#### [TASK]
Copy out everything from the row containing "Target: red taillight" down to the end of the rows, swapping "motorcycle" for "motorbike" and keeping all else unchanged.

#### [TASK INPUTS]
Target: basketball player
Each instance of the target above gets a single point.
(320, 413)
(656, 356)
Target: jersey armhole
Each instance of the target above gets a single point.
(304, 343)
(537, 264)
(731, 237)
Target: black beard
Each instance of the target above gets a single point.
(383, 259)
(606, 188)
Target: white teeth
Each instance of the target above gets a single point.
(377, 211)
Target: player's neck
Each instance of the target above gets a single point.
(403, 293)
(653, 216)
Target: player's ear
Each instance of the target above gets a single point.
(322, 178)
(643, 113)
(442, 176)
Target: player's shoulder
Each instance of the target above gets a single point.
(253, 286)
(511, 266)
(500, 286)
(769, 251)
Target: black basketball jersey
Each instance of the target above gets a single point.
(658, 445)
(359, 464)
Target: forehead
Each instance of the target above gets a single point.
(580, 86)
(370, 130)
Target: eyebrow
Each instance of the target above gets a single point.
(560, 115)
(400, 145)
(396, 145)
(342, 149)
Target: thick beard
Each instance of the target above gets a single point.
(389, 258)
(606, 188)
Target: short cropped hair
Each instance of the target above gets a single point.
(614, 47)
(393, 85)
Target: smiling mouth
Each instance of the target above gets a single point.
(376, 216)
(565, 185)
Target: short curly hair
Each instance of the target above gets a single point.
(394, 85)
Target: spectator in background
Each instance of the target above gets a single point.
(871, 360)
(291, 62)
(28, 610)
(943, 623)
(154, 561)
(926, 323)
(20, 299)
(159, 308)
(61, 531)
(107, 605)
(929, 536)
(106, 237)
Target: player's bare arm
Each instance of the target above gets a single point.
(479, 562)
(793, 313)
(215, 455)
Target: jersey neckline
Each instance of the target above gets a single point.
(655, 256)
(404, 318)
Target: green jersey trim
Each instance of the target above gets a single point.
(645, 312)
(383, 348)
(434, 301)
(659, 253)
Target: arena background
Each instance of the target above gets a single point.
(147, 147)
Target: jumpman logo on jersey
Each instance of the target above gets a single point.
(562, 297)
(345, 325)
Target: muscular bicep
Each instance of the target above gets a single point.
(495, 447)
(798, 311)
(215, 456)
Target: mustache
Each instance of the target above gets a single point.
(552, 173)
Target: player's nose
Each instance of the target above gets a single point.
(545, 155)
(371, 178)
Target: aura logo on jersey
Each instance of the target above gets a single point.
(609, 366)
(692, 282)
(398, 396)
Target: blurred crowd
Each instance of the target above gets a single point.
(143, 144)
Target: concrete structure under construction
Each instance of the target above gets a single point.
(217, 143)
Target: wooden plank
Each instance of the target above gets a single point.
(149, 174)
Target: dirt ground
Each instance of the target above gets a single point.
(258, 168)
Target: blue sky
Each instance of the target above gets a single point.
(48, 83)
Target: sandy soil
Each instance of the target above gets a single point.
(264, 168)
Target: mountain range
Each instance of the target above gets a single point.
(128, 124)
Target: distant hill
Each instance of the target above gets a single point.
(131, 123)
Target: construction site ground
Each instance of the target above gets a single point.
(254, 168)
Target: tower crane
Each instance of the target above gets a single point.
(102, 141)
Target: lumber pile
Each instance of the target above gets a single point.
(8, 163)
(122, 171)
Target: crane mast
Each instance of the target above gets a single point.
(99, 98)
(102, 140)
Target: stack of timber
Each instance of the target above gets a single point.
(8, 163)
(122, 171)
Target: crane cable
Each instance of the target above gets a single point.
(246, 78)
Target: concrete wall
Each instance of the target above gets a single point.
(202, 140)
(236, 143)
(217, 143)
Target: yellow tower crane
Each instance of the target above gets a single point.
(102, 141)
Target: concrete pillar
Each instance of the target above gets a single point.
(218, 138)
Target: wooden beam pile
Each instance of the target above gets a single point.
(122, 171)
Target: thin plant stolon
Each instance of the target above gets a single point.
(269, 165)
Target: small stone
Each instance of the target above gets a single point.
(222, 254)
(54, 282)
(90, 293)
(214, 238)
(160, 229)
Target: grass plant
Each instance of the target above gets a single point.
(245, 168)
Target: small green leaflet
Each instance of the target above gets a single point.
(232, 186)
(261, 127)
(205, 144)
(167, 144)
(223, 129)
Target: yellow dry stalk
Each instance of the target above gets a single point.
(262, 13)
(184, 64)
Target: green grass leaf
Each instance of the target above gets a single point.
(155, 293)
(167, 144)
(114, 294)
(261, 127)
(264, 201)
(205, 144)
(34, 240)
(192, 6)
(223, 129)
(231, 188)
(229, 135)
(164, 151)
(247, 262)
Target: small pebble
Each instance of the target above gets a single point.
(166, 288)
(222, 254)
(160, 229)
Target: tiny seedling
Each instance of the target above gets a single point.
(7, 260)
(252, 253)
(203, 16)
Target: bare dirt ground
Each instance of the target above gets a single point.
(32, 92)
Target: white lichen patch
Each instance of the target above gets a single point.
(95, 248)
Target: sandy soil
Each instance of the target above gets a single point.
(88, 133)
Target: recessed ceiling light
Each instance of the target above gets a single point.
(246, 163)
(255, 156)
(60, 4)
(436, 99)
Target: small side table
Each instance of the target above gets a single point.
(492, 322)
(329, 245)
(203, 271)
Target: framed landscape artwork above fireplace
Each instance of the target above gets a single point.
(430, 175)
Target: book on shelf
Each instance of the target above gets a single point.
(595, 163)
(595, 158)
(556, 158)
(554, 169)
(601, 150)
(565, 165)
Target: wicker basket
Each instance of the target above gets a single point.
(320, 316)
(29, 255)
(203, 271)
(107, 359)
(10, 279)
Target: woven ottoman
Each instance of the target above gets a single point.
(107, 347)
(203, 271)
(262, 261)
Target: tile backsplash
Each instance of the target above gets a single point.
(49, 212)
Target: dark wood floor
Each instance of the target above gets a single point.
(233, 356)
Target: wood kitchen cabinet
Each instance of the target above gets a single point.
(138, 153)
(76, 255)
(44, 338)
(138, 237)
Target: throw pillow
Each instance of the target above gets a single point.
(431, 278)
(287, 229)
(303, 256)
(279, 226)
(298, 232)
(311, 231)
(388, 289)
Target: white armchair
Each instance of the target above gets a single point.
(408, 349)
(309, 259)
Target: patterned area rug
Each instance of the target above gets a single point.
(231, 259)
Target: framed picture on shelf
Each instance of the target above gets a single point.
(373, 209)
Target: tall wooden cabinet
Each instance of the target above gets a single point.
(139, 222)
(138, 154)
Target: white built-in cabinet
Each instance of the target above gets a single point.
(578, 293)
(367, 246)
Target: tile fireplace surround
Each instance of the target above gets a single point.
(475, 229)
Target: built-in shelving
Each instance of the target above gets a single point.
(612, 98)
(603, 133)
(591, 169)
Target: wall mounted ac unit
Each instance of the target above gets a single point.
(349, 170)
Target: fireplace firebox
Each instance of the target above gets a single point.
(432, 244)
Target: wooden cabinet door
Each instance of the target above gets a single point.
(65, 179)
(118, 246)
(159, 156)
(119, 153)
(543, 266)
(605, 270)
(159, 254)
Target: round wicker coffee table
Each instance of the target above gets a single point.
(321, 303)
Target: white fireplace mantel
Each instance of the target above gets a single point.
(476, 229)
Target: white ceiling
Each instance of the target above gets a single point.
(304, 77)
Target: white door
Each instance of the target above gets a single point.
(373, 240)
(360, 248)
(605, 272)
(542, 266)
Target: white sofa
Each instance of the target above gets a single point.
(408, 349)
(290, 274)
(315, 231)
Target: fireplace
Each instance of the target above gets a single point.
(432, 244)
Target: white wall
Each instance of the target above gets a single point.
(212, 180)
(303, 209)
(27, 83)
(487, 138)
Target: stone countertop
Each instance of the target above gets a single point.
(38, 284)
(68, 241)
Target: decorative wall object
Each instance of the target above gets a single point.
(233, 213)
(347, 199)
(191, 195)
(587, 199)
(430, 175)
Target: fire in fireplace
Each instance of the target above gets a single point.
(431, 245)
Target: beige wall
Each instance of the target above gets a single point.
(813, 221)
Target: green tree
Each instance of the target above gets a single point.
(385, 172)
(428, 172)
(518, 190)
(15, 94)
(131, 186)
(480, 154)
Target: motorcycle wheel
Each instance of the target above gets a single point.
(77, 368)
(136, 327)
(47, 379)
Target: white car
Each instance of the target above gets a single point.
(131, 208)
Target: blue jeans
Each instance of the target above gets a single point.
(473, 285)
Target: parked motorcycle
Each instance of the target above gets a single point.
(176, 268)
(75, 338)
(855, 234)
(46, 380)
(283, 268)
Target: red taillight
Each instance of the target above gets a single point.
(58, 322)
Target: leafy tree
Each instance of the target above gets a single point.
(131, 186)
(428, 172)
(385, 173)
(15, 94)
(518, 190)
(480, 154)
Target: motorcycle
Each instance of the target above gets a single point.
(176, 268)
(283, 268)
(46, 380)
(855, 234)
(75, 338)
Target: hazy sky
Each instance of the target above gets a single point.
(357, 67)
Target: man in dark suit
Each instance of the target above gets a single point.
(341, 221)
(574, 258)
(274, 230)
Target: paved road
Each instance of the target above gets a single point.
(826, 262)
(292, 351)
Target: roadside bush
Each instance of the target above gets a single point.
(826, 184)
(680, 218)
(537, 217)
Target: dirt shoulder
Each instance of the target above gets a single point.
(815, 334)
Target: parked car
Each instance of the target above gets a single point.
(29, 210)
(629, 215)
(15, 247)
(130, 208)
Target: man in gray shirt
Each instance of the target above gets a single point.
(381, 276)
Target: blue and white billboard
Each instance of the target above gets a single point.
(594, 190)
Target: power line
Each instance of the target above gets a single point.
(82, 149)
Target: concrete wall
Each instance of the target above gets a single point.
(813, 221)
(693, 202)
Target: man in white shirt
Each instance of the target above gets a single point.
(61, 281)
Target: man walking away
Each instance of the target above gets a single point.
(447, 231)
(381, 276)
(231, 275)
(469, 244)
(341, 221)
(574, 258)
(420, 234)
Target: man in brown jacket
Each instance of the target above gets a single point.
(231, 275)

#### [RESULT BELOW]
Target: red taillight
Each instance of the target above gets a single point.
(58, 322)
Target: leafy tree
Each instance of the target above gets a single point.
(131, 186)
(428, 172)
(385, 173)
(15, 94)
(518, 190)
(480, 154)
Target: motorbike
Each instance of the target above gets a single point.
(176, 268)
(283, 268)
(46, 380)
(855, 234)
(75, 338)
Target: hazy sky
Each instance of the target above gets a single point.
(357, 67)
Target: man in dark suit
Each instance of the target above gets a single point.
(341, 221)
(574, 258)
(274, 230)
Target: paved road
Each instance of the target above gets a single point.
(826, 262)
(292, 351)
Target: roadside bush
Each instance of the target above gets a single point.
(826, 184)
(680, 218)
(537, 217)
Target: dirt shoulder
Each instance of the target above gets a single point.
(815, 334)
Target: parked car
Each instance of the target above gets a single point.
(29, 210)
(629, 215)
(15, 247)
(130, 208)
Target: man in gray shirt
Each instance of the target above gets a single point.
(381, 276)
Target: blue and white billboard
Each instance of the target above gets a single point.
(594, 190)
Target: power line
Each instance of the target above gets a single point.
(82, 149)
Target: concrete wall
Each instance of the target above gets a single point.
(813, 221)
(693, 202)
Target: man in white shirt
Each instance of the target above gets a single point.
(61, 281)
Target: man walking away
Each instance of the target above gets a single point.
(447, 231)
(381, 276)
(231, 275)
(469, 244)
(341, 221)
(574, 258)
(420, 234)
Target: man in brown jacket
Each instance of the target above gets a single point.
(231, 275)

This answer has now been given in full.